- SET TASK 1
Decide whether each statement below agrees with the transcript about rocket launches and wildlife: (a) seabird numbers fell by up to about 10% with bigger rockets; (b) sea lions were strongly affected by launches; (c) pieces from the exploded starship landed on a beach where baby turtles were hatching. Answer each with yes or no and quote the deciding words.
- SET TASK 2
Pick up the transcript about rocket launches and wildlife at the point where it stops, and continue it.

══ SELECTION

There are also studies that look at what are the basically regions in which you’re going to have different amounts of sound, that chest vibrating noise that can actually cause damage to ears and what kinds of wildlife is within that. And so here they’re literally doing, okay, so we’ve seen this rocket go up. We know that it causes this many seabirds to just go away, cease to live within that region.

Fraser Cain:   

Yeah, don’t want to live there anymore.

Dr. Pamela Gay: 

Right. We know how much bigger the next rocket they’re planning to put is. Let’s now run calculations to model the decrease in seabirds and shoreline critters and alligators or something you have to worry about in Florida.

They go through and they look at all the different wildlife that is native to the area and that may decide it doesn’t want to live there anymore as a result of the impact of rockets. It turns out seabirds don’t care very much. They are seeing order of a few percent decreased, 10% decrease with bigger and bigger rockets.

The sea lions also do not seem to care very much. The biggest impact they’ve seen was a literal impact. It turns out that if you violently blow up the starship, you’re about to test the engines on for no clear reason.

I mean, they figured out the reason there was a starship that they were getting ready to test. One of the canisters became overpressured. The entire thing violently exploded and it shed pieces all over a beach where baby turtles were hatching.

════
══ SUPPLIED INFORMATION

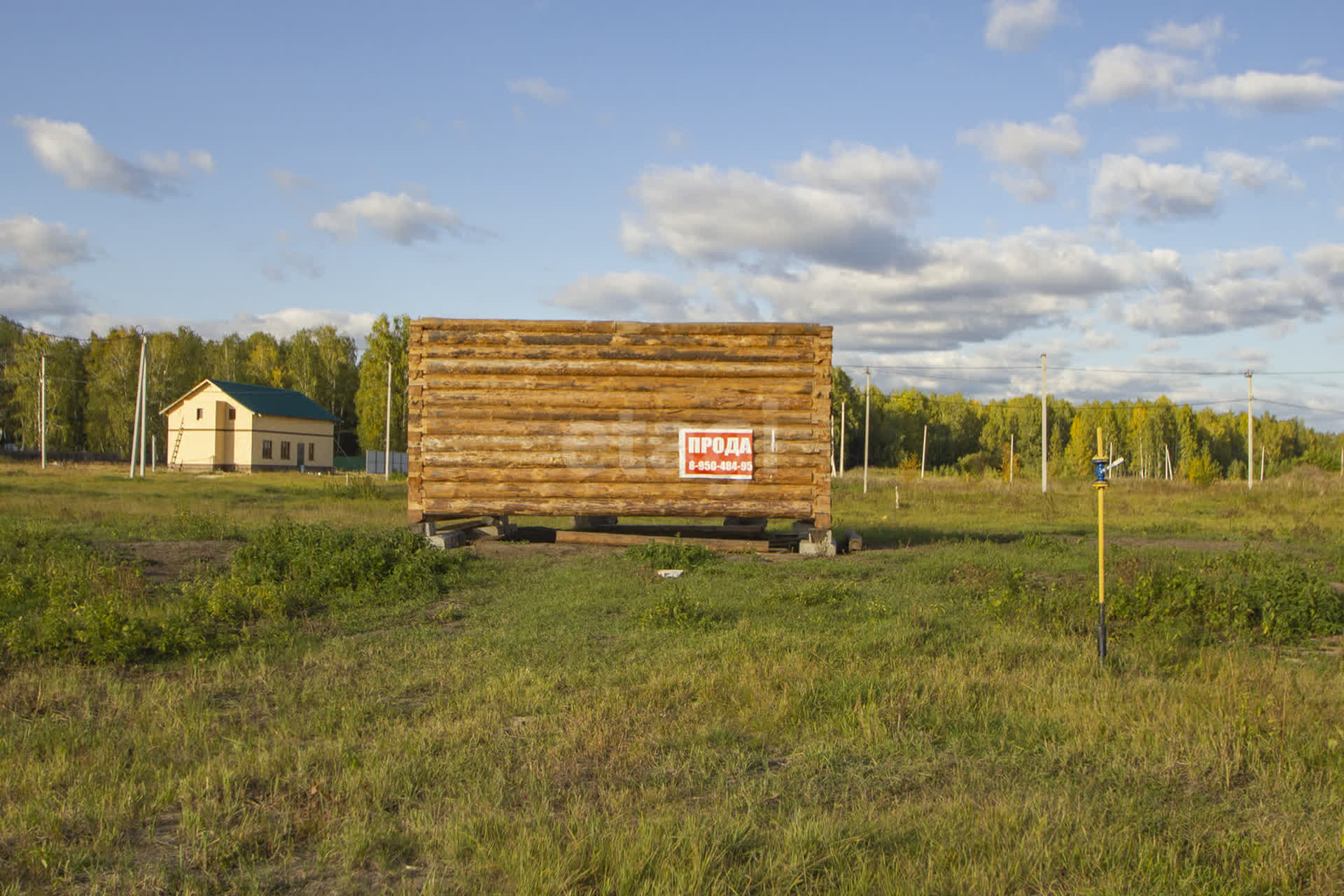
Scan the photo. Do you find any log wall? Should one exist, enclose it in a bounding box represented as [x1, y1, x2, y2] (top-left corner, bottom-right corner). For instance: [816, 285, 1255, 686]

════

- EXERCISE RESPONSE 1
(a) Yes: "They are seeing order of a few percent decreased, 10% decrease with bigger and bigger rockets."
(b) No: "The sea lions also do not seem to care very much."
(c) Yes: "it shed pieces all over a beach where baby turtles were hatching."

- EXERCISE RESPONSE 2
And baby turtles can’t necessarily figure out how to go around pieces of exploded starship. So don’t explode your rockets was the primary thing.

Fraser Cain:   

Don’t explode your rockets. Don’t explode your rockets. But, and, and that is, I mean, there are, there are like, again, I think like if people, people are going to feel really mad about this environmental damage or even this environmental impact that you are making this place that is scary and undesirable for the homes, for various mammals and seabirds, uh, that you are going to disrupt the patterns of animals that have had their, you know, their evolutionary process, their instincts have led them to these places. And so they don’t, you know, they can’t, you know, pack up and move somewhere else that this is going to have an impact on them.

That said, I mean, highways that crisscross the, the country, which are just killing zones for animals that are attempting to migrate. Uh, if you, we drove in Australia and it is just dead kangaroo, dead kangaroo, just a graveyard of animals here in Canada. It’s deer, um, moose elk.

Dr. Pamela Gay: 

Armadillos. Armadillos are suicidal.

Fraser Cain:   

Yeah. Armadillos, turtles. So, uh, you know, there’s so much, you know, transportation, birds hitting the windows of your cars.

Like, like there are the, you know, the, what we do with mining, right. To a chunk of it. And so I think it’s great.

You know, we should definitely have a serious consideration about this, but you know, these are the kinds of concerns that animate you, uh, get, get out there and help work on minimizing humanity’s impact on the natural world because it is everywhere.

Dr. Pamela Gay: 

I do maintain you shouldn’t explode your rockets.

Fraser Cain:   

Yeah, well, obviously, but I mean like exploding rockets is not part of the plan. Exploding rockets is, is definitely part of the process and is definitely going to happen, but it is not the, you know, not every rocket is going to explode before the thing takes off from the, from the launch pad. So, you know, like the, like the, you know, this is a concern we actually didn’t talk about, which is light pollution.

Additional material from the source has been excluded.